** start PASSAGE **
Please introduce yourself! 

My name is Soraya Darabi and I’m the co-founder of Zady. I enjoy creating, reading, cooking and walking. In life, I value the simple things: family, friendship and new conversations.  The best conversations are with audacious thinkers and social entrepreneurs who want to make a difference and positively impact human lives on a grand scale.

the style line zady

What impact has slow fashion had on your approach to personal style?

Before Zady, I never thought twice about curbing a bad mood with a shopping trip, or owning more clothing than I actually wore. Now, as part of the slow fashion community, I own far fewer items of clothing but each individual piece is constructed well and made to last.  I think twice now about the origins of where fashion comes from before I shop and I encourage my family and friends to be mindful of how and where their items of clothing were made.  Style to me, now, is about minimalism and owning a classic wardrobe that can be mixed and matched together, elegantly. It’s about the essential items and not the trends.

What is one question you wish people asked you more often?

I wish people asked me more what has happened since the tragic collapse of Rana Plaza three years ago to improve factory and workshop conditions around the globe. Unfortunately, not enough has been done.

Talk to us about leadership – How have your efforts with ZADY and involvement with Fashion Revolution Day informed how you lead?

Fashion Revolution Day is a movement and it’s a privilege for Zady to lead it in the United States. Our team leadership style is about encouraging independence from the vast number of American activists, designers, academics who want to share in the ownership of the message. We want the US to feel as though fashion revolution day is not about taking time out on one day to create awareness of the environmental and human rights risks associated with apparel and textile production; it’s about generating conversation throughout the year and lobbying for change.  We hope to lead by example and to further the reach of the movement both online and off.

What are your personal hopes in terms of change in the fashion industry has a result of the efforts set forth by Fashion Revolution Day?

I personally would like to see more brands offer the same level of transparency as we at Zady have committed to.  For every product created, I would like to know where the materials originated from, where the item was crafted and how.  That’s why the hashtag #WhoMadeMyClothes is ultimately so important.

The Style Line was built on the premise of discovery, exploration and transit. With this in mind, if what is your “style line”?

My Style Line is a dark skinny pant, a light top and a cross body bag or vegan backpack with simple hand-made jewelry layered and one pop up color from an accessory like a scarf. Women on the subway inspire my street-style, as do museum exhibitions from MoMA and street performers.

  • the style line zady
  • the style line zady
  • the style line zady
  • the style line zady

“I hope that Zady inspires others to see that they have real power, power to make the world a more livable place, power to dress in a way that makes them feel great and empowered to take on the world.”

the style line zady

Elizabeth Carey Smith, Design Director, Zady

Please introduce yourself!
** end PASSAGE **
** start INFORMATION PROVIDED **
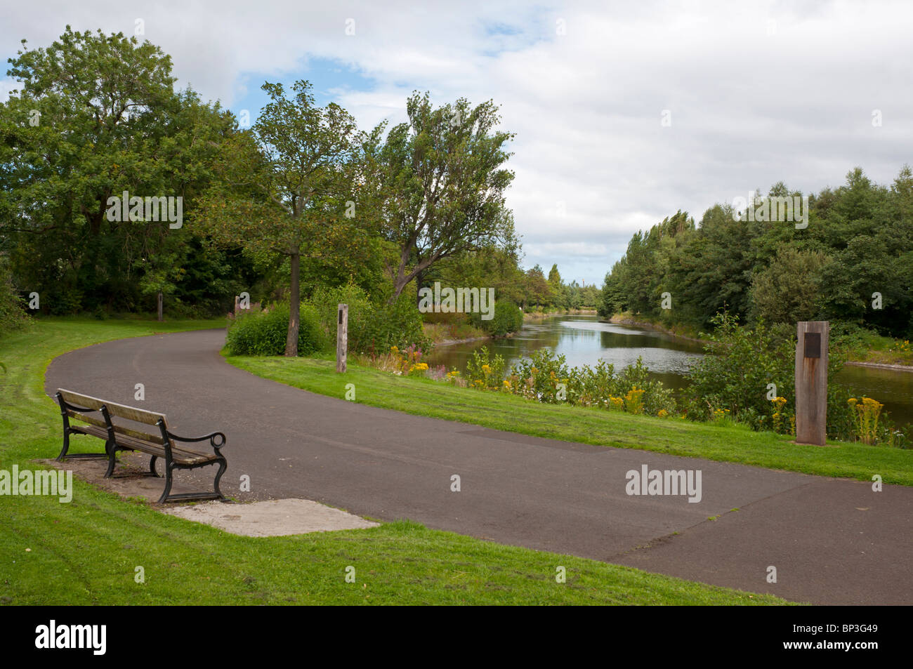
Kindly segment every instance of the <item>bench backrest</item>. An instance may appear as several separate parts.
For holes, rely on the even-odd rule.
[[[146,411],[145,409],[137,409],[136,407],[127,406],[126,404],[119,404],[116,402],[108,402],[107,400],[101,400],[98,397],[92,397],[91,395],[83,395],[80,392],[74,392],[73,391],[64,390],[60,388],[58,390],[63,401],[68,404],[72,404],[77,407],[81,407],[83,409],[89,409],[92,411],[100,411],[101,407],[105,407],[108,413],[112,416],[118,418],[123,418],[128,421],[132,421],[133,423],[139,423],[146,425],[152,425],[153,428],[147,431],[136,430],[130,427],[125,427],[123,425],[115,424],[114,432],[120,433],[121,434],[127,434],[129,436],[138,437],[140,439],[148,439],[158,444],[162,444],[162,431],[157,427],[158,422],[161,420],[163,423],[167,428],[168,422],[165,420],[164,413],[157,413],[155,412]],[[83,413],[75,409],[67,409],[67,414],[71,418],[75,418],[78,421],[82,421],[83,423],[88,423],[90,425],[97,425],[98,427],[108,427],[108,424],[95,416]]]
** end INFORMATION PROVIDED **
> [EXERCISE REQUIREMENTS]:
(1) Answer these from the Zady interview:
(a) What three things does Soraya Darabi say she values in life?
(b) Which factory collapse does she wish people asked her about more often?
(c) What hashtag does she call important?
(2) Go on with the Zady interview, starting right after its last line.
The material that comes after the interview stands on its own and is separate from it.

> [ANSWERS TO EACH TASK]:
(1)
(a) Family, friendship and new conversations.
(b) The collapse of Rana Plaza.
(c) #WhoMadeMyClothes

(2)
I’m a lifelong typography and lettering nerd, which has informed a huge part of my design practice and has become a pretty identifiable personal trait — I have all the letters of the alphabet tattooed on me in random spots! I’m also the mother of an incredibly cute and artistically talented little 4 year-old girl, Francesca, aka Frankie, and I’m married to an amazing man named Edward, who’s a Silversmith for Tiffany. I enjoy hanging out with them as much as possible. I value that, and lots of laughter. I can be an intense person in that I’m very passionate about my work and I’m very critical, but I pair that with humor. If you don’t retain a sense of humor, you can quickly become a bore or a tyrant.

How has your work at ZADY inspired your sartorial preferences and personal design aesthetic?

Being immersed in this movement kind of forces you to look at yourself and your habits and to question them—to stop and say, do I actually need something in my wardrobe? What IS in my wardrobe? And most powerfully, to acknowledge that all of our clothes were made by people, not machines, is confronting. You respect those garments more. I have always had a terrible habit of throwing my clothes over chairs and on the floor, and I don’t do that anymore. I wouldn’t do that with anything else—my books, my nice dishes, my art supplies— so now I hang everything up, and I have to wash and iron them less frequently, and they’re better taken care of.

What is one element of your personal style that has evolved as a result of being so immersed in the slow-fashion community?

I’m much more conscious of how my clothes fit. Fast fashion doesn’t fit properly, which is just one reason that those clothes look so sloppy and cheap. I’m now much more considerate of comfort over something being trendy, because when your clothes fit you and you’re comfortable, you look more stylish and put together. And while I love color, I have toned down on thinking about trendy color and have been thinking more about pops of color or allowing my everyday jewelry (all made by my husband of recycled metals) to accessorize my outfits.

The Style Line was built on the premise of discovery, exploration and transit. With this in mind, if what is your “style line”? 

New York City is one long movie scene. It’s dramatic, it’s beautiful, it’s arrogant and humbling at the same time. It allows you to see yourself in myriad ways, which is why, I think, personal style really flourishes here. I aim to be one of those Advanced Style ladies one day, wearing two or three of everything and a bold lip. It’s the New York way.

Navah Rosenbaum, Community Relationship Manager, Zady

Please introduce yourself! 

I’m from the Boston area and I have loved exploring New York and joining in its energetic rhythm for the past three years  My background is interdisciplinary, which led me to join a laboratory that researches decision-making using neuroscience, economics and psychology in the city.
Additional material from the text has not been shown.